• Material for this exercise
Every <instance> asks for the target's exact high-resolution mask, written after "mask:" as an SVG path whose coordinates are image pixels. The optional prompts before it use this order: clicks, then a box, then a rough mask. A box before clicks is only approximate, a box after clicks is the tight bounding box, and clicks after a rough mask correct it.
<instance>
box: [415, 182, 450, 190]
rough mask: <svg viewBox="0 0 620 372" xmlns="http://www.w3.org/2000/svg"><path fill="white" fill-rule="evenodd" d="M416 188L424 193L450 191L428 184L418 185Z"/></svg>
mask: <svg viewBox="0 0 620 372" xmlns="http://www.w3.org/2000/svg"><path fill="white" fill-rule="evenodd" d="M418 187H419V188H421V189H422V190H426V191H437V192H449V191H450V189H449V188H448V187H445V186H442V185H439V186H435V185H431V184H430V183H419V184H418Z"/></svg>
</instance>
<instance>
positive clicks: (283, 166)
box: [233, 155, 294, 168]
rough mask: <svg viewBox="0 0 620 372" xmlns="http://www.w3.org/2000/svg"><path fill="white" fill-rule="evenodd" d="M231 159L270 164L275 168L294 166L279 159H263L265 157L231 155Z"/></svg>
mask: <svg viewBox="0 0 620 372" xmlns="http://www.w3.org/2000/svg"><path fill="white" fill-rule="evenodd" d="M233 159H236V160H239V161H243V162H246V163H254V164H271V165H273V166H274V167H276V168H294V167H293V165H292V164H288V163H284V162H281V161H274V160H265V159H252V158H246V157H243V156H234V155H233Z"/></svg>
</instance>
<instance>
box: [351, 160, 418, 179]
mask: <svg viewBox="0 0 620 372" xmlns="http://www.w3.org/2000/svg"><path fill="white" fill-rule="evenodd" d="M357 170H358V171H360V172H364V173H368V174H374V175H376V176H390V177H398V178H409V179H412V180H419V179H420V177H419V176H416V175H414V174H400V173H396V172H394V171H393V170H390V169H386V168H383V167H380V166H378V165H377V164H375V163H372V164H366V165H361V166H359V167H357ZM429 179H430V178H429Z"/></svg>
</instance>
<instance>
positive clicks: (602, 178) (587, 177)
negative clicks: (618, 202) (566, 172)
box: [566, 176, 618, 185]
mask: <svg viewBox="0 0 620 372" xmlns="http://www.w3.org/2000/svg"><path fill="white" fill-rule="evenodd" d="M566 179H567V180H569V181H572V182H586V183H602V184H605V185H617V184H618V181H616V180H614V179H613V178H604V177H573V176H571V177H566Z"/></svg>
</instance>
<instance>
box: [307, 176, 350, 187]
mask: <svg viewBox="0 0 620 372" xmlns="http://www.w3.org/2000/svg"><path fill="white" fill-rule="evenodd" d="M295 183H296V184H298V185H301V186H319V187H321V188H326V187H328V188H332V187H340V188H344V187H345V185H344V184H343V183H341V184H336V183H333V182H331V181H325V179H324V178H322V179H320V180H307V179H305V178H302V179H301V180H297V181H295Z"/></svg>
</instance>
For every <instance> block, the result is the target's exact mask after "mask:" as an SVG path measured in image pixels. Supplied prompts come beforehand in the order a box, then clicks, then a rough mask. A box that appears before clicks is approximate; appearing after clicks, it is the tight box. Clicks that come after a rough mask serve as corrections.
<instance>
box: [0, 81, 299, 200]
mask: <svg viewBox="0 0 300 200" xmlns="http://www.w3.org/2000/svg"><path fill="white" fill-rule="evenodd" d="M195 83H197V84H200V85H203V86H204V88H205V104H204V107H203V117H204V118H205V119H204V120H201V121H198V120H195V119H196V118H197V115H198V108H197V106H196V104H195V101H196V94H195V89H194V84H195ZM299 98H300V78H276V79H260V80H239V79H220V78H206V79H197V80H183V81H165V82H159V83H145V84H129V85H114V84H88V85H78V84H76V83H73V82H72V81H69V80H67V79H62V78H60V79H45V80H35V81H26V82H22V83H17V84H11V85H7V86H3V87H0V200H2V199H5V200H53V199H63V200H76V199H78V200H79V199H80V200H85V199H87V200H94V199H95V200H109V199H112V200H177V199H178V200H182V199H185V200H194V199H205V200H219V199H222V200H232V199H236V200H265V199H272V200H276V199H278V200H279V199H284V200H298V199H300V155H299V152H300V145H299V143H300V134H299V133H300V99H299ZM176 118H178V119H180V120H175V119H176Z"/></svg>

• Try it
Could you count how many lines in the records contain the word "positive"? Only the number is needed.

• Answer to the exercise
2